*Instruction*
Quote, word for word, the line containing "Could you point out the woman in" and all lines that follow it to the end of the records, with no pictures.

*Source material*
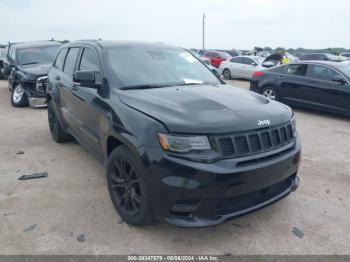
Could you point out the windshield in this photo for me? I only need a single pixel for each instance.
(157, 67)
(37, 55)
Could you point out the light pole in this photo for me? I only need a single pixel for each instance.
(203, 31)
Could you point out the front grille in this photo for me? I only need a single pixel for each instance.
(254, 142)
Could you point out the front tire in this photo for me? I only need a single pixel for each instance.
(19, 97)
(127, 189)
(57, 132)
(227, 74)
(270, 92)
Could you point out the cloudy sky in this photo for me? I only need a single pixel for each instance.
(229, 23)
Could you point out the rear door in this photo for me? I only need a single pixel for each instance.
(291, 83)
(323, 91)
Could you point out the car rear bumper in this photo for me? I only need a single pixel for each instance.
(189, 194)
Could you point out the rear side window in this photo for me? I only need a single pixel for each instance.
(236, 60)
(89, 60)
(298, 70)
(60, 58)
(71, 59)
(321, 72)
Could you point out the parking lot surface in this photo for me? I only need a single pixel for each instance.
(70, 211)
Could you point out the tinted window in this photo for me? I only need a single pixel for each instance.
(70, 60)
(155, 66)
(247, 61)
(89, 60)
(60, 58)
(37, 55)
(299, 70)
(321, 72)
(236, 60)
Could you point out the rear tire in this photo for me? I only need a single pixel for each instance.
(57, 132)
(271, 93)
(227, 74)
(19, 97)
(127, 189)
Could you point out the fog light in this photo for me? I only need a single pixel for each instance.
(185, 207)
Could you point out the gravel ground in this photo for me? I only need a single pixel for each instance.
(70, 212)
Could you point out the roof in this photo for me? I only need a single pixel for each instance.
(35, 44)
(119, 44)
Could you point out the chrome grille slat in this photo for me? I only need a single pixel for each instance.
(254, 142)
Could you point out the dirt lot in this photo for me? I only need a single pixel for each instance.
(46, 216)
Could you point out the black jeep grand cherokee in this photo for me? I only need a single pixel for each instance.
(179, 145)
(26, 66)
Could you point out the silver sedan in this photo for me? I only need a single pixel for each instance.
(241, 67)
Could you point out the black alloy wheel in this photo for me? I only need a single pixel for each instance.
(125, 186)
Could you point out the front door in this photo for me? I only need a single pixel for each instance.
(87, 103)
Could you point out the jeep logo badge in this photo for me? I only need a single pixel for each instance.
(264, 123)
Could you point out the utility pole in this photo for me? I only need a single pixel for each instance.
(203, 31)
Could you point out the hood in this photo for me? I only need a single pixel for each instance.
(206, 109)
(35, 70)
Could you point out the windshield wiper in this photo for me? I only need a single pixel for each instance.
(142, 87)
(195, 83)
(30, 63)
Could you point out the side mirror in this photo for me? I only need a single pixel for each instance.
(7, 69)
(86, 79)
(215, 71)
(339, 80)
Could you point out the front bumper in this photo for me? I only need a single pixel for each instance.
(189, 194)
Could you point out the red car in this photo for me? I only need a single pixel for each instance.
(216, 57)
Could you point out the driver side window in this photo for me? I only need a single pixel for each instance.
(322, 72)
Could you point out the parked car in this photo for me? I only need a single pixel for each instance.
(241, 67)
(2, 62)
(216, 57)
(27, 65)
(231, 52)
(322, 57)
(179, 145)
(346, 55)
(319, 85)
(202, 58)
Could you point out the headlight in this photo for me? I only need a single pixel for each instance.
(41, 83)
(183, 144)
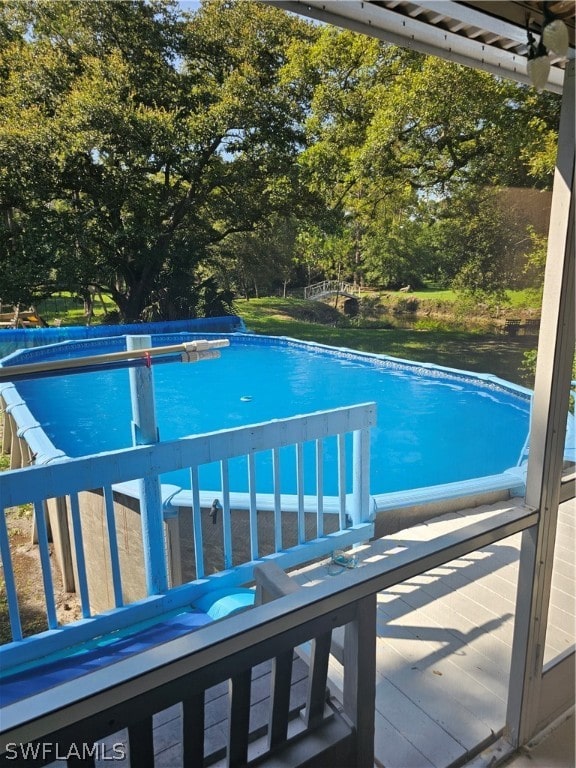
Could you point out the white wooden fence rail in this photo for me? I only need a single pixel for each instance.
(110, 471)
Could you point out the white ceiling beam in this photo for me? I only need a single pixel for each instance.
(392, 27)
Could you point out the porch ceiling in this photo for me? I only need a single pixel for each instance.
(486, 34)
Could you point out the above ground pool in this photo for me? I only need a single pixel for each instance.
(434, 426)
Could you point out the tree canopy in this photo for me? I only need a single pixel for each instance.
(165, 157)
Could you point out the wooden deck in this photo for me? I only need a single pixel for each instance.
(443, 649)
(444, 643)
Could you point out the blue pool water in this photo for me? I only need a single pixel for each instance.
(433, 426)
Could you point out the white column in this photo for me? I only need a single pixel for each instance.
(550, 406)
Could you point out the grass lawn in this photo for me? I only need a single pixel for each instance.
(429, 341)
(472, 351)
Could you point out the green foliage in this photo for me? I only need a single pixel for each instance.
(146, 141)
(144, 151)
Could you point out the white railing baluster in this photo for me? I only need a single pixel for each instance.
(276, 479)
(113, 546)
(361, 477)
(120, 472)
(342, 481)
(319, 488)
(226, 521)
(300, 492)
(197, 523)
(9, 581)
(253, 510)
(44, 550)
(80, 556)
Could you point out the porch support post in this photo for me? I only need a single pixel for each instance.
(550, 407)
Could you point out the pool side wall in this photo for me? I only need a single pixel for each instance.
(392, 512)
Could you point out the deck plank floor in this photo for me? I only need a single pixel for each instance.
(443, 647)
(445, 640)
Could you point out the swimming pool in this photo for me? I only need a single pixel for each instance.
(435, 426)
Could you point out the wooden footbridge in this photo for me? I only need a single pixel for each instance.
(329, 288)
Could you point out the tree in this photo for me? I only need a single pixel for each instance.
(390, 129)
(147, 140)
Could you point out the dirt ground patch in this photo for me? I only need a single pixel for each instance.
(28, 577)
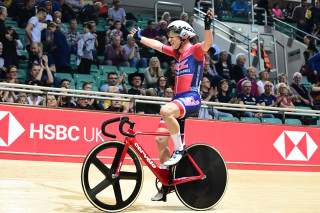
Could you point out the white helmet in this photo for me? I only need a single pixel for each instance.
(182, 28)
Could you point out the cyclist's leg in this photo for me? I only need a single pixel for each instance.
(163, 146)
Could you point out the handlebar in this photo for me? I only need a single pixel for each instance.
(122, 120)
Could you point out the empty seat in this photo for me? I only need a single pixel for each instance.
(293, 121)
(271, 120)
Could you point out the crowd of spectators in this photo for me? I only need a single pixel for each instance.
(50, 46)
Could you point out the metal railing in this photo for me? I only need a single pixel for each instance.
(165, 3)
(153, 100)
(291, 30)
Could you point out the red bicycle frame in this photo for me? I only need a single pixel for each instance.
(161, 174)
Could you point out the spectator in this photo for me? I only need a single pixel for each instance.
(36, 56)
(164, 19)
(248, 99)
(161, 86)
(168, 93)
(208, 93)
(309, 42)
(116, 31)
(33, 30)
(304, 97)
(224, 68)
(287, 12)
(250, 76)
(152, 73)
(224, 93)
(51, 101)
(266, 98)
(60, 49)
(315, 92)
(93, 103)
(22, 99)
(313, 17)
(65, 83)
(162, 31)
(239, 69)
(36, 73)
(170, 75)
(112, 80)
(4, 64)
(66, 11)
(85, 50)
(132, 50)
(54, 3)
(184, 17)
(34, 98)
(240, 8)
(117, 13)
(264, 77)
(285, 101)
(163, 58)
(72, 36)
(89, 12)
(263, 54)
(9, 43)
(115, 54)
(298, 15)
(152, 109)
(25, 13)
(12, 75)
(150, 31)
(135, 80)
(48, 7)
(277, 12)
(314, 67)
(220, 8)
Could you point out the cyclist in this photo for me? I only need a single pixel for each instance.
(189, 70)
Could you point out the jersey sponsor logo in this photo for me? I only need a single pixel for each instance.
(182, 65)
(294, 145)
(11, 129)
(190, 101)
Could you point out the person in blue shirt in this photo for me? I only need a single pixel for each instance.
(240, 8)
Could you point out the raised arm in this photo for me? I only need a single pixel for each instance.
(152, 43)
(208, 37)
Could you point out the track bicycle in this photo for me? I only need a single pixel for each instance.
(199, 179)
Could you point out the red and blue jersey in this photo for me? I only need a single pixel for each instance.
(189, 68)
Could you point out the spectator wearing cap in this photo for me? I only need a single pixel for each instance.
(132, 50)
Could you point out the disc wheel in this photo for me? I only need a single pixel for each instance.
(206, 193)
(105, 191)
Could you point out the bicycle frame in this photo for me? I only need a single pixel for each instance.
(161, 174)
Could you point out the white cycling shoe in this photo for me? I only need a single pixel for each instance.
(175, 158)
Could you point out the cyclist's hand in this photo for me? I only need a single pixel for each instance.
(208, 19)
(136, 34)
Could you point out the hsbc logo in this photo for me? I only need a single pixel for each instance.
(11, 129)
(294, 145)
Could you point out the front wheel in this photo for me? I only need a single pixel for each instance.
(101, 187)
(206, 193)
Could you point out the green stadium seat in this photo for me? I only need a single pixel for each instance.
(229, 118)
(271, 120)
(293, 121)
(249, 119)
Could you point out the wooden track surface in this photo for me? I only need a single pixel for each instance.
(32, 186)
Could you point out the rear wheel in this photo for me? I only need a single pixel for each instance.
(206, 193)
(102, 189)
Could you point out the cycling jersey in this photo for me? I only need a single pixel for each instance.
(189, 67)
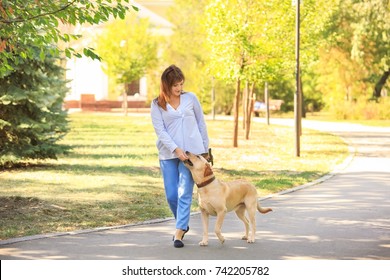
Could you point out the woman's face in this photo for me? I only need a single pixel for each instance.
(177, 88)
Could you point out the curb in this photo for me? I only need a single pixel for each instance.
(338, 169)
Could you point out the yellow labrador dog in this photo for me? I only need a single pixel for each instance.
(216, 198)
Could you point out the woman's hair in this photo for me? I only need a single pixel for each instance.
(169, 77)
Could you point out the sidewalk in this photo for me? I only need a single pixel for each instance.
(346, 216)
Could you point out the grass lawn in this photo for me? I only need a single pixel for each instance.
(111, 176)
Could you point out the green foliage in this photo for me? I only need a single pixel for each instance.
(127, 48)
(29, 24)
(31, 115)
(189, 51)
(354, 62)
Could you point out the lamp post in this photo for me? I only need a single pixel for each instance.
(297, 96)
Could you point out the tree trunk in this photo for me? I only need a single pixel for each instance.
(249, 111)
(245, 97)
(236, 109)
(302, 98)
(379, 85)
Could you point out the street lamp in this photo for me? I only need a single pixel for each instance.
(297, 96)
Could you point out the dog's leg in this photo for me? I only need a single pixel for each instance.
(240, 212)
(205, 223)
(252, 221)
(218, 225)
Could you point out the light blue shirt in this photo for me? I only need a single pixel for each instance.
(183, 128)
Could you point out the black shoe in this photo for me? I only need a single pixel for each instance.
(178, 243)
(188, 228)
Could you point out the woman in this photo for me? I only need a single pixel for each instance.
(179, 123)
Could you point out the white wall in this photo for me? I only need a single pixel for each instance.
(86, 76)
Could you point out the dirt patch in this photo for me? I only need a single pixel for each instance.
(17, 205)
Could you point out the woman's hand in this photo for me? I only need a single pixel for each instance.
(180, 154)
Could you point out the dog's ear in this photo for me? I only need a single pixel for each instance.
(208, 171)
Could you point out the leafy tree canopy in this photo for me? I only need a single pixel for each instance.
(26, 24)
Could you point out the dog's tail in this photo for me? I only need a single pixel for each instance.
(263, 210)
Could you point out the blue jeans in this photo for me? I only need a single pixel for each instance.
(178, 184)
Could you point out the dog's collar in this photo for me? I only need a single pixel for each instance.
(205, 183)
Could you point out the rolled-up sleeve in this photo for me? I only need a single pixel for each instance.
(160, 129)
(201, 123)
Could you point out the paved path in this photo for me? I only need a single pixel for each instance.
(346, 216)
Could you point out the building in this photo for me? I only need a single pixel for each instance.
(89, 84)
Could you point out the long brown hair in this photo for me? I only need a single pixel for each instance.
(169, 77)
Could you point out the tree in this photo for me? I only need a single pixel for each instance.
(362, 30)
(243, 38)
(31, 115)
(128, 49)
(371, 39)
(32, 89)
(29, 24)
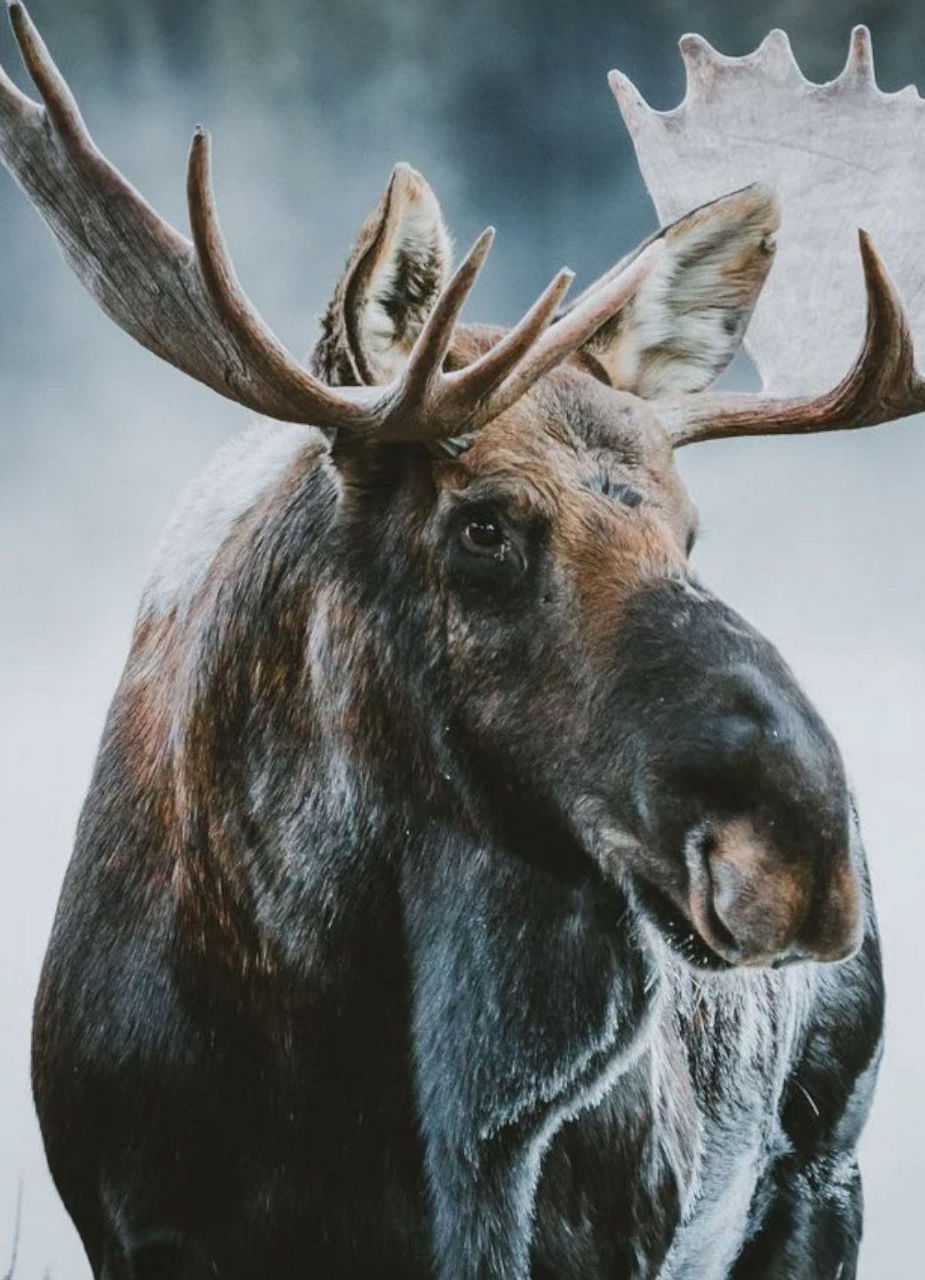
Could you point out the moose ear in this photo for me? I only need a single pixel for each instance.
(688, 318)
(401, 261)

*Response to the task*
Could you point out the woman in this photo for me? I only need a single pixel for each instance.
(179, 123)
Could you point out the white wall in this photo for me? I only need a single pixel for each instance.
(86, 76)
Could you point out the dirt patch in this photo for me? I only need a single pixel for each instance.
(17, 205)
Could you point out the woman's hand in this photo for me? I only need a single pixel for each instance.
(180, 154)
Could you point out the dog's ear in this photo for me? I only need a single pixel for each instance.
(208, 171)
Could you point out the leafy tree canopy in this photo for me? I only need a single pixel for each instance.
(26, 24)
Could you point out the dog's tail in this photo for me? I only need a single pixel for each instance.
(263, 210)
Could you point out the blue jeans in this photo for me? I only need a single pixel for each instance.
(178, 184)
Could you point out the dog's collar in this photo for me? I only need a single pixel for each instance.
(205, 183)
Could you point out the rolled-up sleeve in this photo for me? I only need a single pixel for each instance.
(160, 129)
(201, 123)
Could you point out the paved path in this photo for me? I only need a single pixel for each instance.
(346, 216)
Could you point out the building in this photo for me? I only need a single pixel for each instance.
(89, 84)
Could you point out the long brown hair in this photo for me? I only need a single pixel for each instance.
(169, 77)
Could you point out the tree in this photo for me? I only need a single pixel for each instance.
(362, 30)
(243, 38)
(31, 115)
(128, 49)
(371, 39)
(32, 89)
(29, 24)
Could you point out the moose ear in this photo for me? I only need a single pixel for each instance.
(688, 318)
(401, 261)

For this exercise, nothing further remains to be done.